== PROBLEM TO SOLVE ==
Find the line containing "Target: pink classic car" in the entries below. Restate it and each line after it, word for word, up to and including the line containing "on the hanging".

== INFORMATION SUPPLIED ==
Content starts

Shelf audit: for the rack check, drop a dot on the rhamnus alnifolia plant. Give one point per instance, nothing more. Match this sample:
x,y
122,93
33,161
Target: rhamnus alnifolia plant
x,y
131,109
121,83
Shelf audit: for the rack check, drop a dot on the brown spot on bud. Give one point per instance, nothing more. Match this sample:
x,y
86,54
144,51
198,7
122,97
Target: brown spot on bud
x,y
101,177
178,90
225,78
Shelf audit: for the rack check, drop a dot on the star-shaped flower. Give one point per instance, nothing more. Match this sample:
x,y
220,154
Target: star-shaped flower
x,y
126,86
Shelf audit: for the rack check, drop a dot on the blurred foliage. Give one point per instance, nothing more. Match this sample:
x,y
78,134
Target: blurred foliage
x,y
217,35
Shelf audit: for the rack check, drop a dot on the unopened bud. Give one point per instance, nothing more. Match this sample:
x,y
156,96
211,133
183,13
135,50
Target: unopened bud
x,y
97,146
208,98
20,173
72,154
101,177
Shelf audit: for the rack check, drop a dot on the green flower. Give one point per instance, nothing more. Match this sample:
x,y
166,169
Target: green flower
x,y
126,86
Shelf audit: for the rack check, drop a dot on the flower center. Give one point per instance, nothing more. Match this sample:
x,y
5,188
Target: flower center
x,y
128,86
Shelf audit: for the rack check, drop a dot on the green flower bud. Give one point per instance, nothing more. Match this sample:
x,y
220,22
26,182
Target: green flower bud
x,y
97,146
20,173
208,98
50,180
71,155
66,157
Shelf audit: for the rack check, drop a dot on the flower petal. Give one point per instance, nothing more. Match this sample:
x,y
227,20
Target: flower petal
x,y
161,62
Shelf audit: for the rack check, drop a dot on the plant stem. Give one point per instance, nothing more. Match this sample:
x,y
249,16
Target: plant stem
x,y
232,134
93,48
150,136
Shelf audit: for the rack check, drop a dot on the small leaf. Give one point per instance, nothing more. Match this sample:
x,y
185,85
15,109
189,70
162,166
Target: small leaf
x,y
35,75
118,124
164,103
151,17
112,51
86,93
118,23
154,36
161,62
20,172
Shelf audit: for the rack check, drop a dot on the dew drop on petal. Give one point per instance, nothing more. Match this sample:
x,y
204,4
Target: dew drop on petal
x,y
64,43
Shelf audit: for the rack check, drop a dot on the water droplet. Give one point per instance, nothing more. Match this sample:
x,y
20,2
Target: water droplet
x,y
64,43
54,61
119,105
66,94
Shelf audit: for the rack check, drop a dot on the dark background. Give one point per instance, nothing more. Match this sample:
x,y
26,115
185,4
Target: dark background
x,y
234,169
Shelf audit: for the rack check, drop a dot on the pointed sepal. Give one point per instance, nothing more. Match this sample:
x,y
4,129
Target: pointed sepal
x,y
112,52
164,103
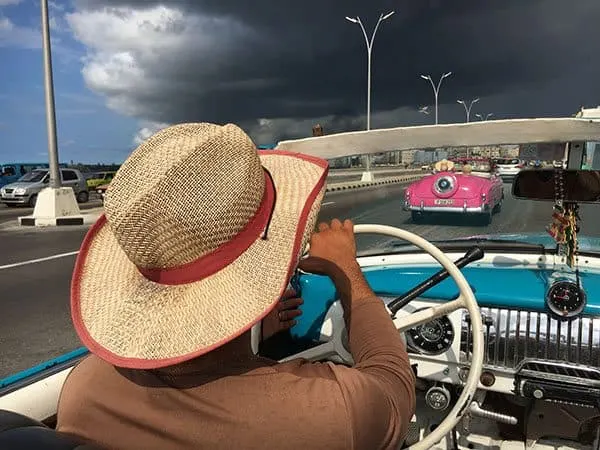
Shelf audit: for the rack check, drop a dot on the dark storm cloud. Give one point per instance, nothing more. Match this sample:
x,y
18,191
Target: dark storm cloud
x,y
309,62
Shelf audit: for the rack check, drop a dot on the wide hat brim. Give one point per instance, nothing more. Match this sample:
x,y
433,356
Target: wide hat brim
x,y
130,321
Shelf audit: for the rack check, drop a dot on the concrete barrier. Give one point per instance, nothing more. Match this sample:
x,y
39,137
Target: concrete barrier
x,y
382,181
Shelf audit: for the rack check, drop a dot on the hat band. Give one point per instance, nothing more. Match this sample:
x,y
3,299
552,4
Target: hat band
x,y
225,254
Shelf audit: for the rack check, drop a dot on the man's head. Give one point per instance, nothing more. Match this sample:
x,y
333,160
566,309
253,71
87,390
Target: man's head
x,y
200,237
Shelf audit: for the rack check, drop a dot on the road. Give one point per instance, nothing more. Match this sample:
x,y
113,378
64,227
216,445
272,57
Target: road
x,y
35,320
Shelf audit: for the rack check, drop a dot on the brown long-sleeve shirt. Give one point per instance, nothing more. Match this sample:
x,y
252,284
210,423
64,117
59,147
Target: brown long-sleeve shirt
x,y
252,403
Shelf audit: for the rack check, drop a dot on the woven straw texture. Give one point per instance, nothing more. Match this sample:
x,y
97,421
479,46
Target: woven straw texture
x,y
180,195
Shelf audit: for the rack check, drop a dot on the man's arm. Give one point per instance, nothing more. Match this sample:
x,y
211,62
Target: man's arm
x,y
379,390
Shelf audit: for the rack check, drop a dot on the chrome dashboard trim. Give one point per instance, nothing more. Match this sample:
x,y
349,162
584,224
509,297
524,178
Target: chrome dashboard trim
x,y
536,337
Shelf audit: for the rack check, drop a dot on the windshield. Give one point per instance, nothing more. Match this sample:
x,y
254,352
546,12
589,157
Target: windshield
x,y
34,176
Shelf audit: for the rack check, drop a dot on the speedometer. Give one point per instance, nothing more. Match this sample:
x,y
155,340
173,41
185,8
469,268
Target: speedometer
x,y
431,338
565,299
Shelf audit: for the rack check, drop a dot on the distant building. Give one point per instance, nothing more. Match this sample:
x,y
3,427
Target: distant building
x,y
430,156
408,156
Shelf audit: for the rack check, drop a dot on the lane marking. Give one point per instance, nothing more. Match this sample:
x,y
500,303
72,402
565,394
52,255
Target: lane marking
x,y
34,261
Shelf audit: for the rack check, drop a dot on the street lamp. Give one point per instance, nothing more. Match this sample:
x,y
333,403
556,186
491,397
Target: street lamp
x,y
369,43
468,109
55,205
436,90
49,92
486,117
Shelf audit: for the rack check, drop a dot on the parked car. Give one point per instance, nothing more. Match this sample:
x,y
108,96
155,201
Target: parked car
x,y
99,178
101,191
27,188
508,168
462,187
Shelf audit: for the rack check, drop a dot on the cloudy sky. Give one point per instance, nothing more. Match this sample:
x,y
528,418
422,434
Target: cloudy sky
x,y
126,68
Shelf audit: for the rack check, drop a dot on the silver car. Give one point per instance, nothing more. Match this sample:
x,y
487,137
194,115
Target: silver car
x,y
508,168
26,189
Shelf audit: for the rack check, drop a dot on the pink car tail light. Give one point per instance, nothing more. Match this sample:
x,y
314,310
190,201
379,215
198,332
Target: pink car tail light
x,y
445,186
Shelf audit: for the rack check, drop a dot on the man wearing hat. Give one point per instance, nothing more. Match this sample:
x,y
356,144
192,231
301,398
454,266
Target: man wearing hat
x,y
200,237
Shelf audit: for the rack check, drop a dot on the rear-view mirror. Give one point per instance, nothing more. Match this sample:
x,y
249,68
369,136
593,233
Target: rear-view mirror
x,y
581,186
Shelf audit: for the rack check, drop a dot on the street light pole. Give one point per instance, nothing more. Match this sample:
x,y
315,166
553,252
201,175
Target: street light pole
x,y
486,117
436,90
49,91
468,109
369,44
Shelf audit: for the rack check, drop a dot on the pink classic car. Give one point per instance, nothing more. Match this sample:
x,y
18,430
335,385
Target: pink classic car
x,y
465,186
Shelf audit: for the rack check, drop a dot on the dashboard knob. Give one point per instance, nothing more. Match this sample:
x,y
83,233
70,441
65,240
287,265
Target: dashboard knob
x,y
437,398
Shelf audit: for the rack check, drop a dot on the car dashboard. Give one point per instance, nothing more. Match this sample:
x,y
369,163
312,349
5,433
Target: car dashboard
x,y
541,323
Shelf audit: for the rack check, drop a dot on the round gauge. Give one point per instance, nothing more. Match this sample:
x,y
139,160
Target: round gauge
x,y
565,299
431,338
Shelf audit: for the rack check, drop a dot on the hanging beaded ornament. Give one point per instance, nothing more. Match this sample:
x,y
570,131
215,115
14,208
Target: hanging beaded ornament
x,y
564,225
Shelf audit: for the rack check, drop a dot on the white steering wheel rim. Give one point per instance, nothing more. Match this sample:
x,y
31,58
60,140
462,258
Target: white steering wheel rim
x,y
466,300
470,303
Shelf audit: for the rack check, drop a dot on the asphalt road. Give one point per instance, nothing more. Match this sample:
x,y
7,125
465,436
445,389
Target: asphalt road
x,y
34,317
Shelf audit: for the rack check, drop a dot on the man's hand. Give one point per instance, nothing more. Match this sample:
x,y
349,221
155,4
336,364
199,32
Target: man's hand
x,y
333,253
335,243
283,315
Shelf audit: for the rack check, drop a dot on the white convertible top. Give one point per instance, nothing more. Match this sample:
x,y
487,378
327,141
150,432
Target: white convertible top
x,y
472,134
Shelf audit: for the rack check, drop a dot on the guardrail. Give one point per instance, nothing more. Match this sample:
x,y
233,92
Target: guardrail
x,y
382,181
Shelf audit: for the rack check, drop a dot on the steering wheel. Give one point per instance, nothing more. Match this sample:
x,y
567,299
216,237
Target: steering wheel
x,y
335,347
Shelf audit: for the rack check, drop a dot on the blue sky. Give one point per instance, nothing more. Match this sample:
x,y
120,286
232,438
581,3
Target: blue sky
x,y
87,130
159,62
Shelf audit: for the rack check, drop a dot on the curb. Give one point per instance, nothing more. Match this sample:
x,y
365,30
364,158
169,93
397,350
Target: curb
x,y
361,184
50,222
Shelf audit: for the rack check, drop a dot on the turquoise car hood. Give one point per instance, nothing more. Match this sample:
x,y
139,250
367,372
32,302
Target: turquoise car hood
x,y
586,243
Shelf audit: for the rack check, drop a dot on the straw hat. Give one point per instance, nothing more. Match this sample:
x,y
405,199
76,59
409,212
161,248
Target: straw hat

Content ends

== RESPONSE TO THIS TASK ==
Target: pink classic car
x,y
465,186
Shelf audit: for the rack check, drop a dot on the dashboard knob. Give one point per instance, nothing more. Match this sample:
x,y
83,233
70,441
65,240
287,265
Target: dashboard knob
x,y
437,398
Shelf audit: for the rack check, drop a dot on the car dashboard. Give one point per instance, nothing more. Match this sample:
x,y
369,163
312,349
5,433
Target: car dashboard
x,y
541,323
Shelf audit: for the rack check, drop a dot on the round gauge. Give one point per instance, nothing more. Match this sample:
x,y
139,160
Target: round gauge
x,y
565,299
431,338
Shelf audit: for the rack check, drop a dot on the hanging beaded ornament. Give one point per instance, nothing more. Match this sample:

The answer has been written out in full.